__TO DO__: Format every line of the data below as a numbered list, leaving out any blank lines.

(Source data)

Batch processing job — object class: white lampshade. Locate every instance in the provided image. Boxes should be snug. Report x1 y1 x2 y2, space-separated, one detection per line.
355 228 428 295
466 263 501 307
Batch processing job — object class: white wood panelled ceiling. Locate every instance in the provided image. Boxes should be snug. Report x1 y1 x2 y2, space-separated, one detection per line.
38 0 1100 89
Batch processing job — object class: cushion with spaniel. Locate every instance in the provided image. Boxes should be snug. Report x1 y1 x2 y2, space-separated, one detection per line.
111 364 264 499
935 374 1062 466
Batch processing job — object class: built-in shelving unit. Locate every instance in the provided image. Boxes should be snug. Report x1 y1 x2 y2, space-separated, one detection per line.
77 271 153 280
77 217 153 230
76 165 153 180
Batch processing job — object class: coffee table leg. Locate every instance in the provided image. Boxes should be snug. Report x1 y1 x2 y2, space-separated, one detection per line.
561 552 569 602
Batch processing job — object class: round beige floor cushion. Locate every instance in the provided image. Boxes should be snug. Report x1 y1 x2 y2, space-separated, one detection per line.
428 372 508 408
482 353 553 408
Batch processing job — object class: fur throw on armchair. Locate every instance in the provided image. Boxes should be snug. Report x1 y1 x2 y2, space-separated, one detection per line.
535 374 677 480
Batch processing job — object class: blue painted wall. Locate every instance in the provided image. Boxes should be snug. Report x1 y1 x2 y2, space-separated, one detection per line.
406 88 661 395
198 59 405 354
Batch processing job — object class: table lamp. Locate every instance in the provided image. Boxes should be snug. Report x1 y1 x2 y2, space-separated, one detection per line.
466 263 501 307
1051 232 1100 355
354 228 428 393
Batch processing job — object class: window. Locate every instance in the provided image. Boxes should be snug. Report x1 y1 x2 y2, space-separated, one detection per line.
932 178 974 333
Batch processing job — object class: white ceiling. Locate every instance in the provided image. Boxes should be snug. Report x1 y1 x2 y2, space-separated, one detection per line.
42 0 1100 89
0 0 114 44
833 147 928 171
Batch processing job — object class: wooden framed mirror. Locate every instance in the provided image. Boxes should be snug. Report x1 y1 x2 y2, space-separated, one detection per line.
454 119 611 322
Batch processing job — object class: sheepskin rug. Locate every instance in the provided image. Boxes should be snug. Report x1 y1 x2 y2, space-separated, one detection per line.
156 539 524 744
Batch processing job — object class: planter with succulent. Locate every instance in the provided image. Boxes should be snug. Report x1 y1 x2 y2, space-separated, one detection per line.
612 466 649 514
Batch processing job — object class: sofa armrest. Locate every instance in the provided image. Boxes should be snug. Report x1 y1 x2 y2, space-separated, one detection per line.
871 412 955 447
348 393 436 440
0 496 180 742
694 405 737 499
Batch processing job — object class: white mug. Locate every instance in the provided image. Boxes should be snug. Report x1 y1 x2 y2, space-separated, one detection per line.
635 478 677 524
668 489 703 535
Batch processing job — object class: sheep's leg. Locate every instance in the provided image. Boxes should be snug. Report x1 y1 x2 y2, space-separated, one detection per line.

__SOLVED PROBLEM__:
1. Batch processing job — object class: white lampshade. Locate every instance in the provided image. Boxes should be snug. Report x1 y1 x2 y2, space-separated, one detection per line.
2. 355 228 428 295
3. 466 263 501 307
4. Batch processing job — object class: white wood panelled ceiling. Locate every instance in the provided image. Boxes should be snug. Report x1 y1 x2 y2, space-separated, one detection per line.
5. 38 0 1100 89
6. Batch processing job — object class: cushion with spaniel. Locate every instance in the provided image. Boxes should be snug. Report x1 y1 x2 y2, space-separated, one detection per line.
7. 111 364 264 499
8. 935 374 1062 466
9. Batch processing job — object class: built-in shelving unit. Locate every instance in the provided image. Boxes should be snug. Report x1 y1 x2 y2, space-separated, one detection per line.
10. 77 271 153 280
11. 77 217 153 230
12. 76 165 153 180
13. Batch processing job — object class: coffee table leg. Locate every instance in the provided image. Boxes should be snug. Report x1 y1 x2 y2, space-separated, one detection per line.
14. 561 552 569 602
15. Batch processing job — object class: round beige floor cushion. Locate every instance in the provided image. Boxes should be snug. Report x1 y1 x2 y2, space-separated, one detection per line.
16. 428 372 508 408
17. 482 353 553 408
18. Batch processing job — object class: fur throw on armchair. Locate every instance in the provided image. Boxes should be snug. Report x1 y1 x2 y2, space-separated, one detection per line.
19. 535 374 677 480
20. Batch processing job — object class: blue painted wall. Locate every instance in the provided image. Boxes should be snug. Report x1 y1 x2 y2, space-separated, one detection per line.
21. 406 88 661 395
22. 198 59 405 354
23. Batch processing job — object class: table lamp. Locate every instance in the provided image. Boxes should be snug. Report x1 y1 x2 y2, space-separated, one detection per line.
24. 466 263 501 307
25. 1051 232 1100 355
26. 354 228 428 393
27. Batch processing job — object class: window. Locate every instance in the provided image. Boxes should be snug. Report x1 y1 x2 y2, space-separated, one detection per line.
28. 932 178 974 333
29. Batch processing job — object class: white ceiling. Locate every instance in the provided image. Boxes should be snug. Report x1 y1 x2 y2, space-separated, one detection per line.
30. 42 0 1100 89
31. 0 0 114 44
32. 833 147 928 171
33. Batch processing job — object class: wooden framed mirror. Locate every instance in the provided image. Boxes should be snug. Report x1 y1 x2 y2, space-separated, one detection per line.
34. 454 119 611 322
35. Batch processing job — object class: sheepskin rug. Locate every instance in the provided image. Boxes should be snug. Report x1 y1 x2 y2, space-separated, one detection per line.
36. 156 539 524 744
37. Batch processing job — object class: planter with succulent. Locate every instance in the provided image. Boxes should be snug. Report x1 y1 x2 y2, space-separated, one detection per line.
38. 612 466 649 514
39. Batch processing job — object class: sofa armrest. Locate every instance in the provided image. Boxes should be snug. Report x1 y1 x2 y2, space-separated, one detection per line.
40. 871 412 955 447
41. 348 393 436 440
42. 0 496 180 742
43. 694 405 737 499
44. Batch processing job — object class: white mug. Locate every instance in the provided image. Boxes should be snug. Report x1 y1 x2 y2, space-separated, one detection per line.
45. 635 478 677 524
46. 668 489 703 535
47. Batch processing job — object class: sheep's leg. Locate every instance in the provided image. Boxes should be snug. Report x1 y1 x2 y2, space-separated, one detection per line.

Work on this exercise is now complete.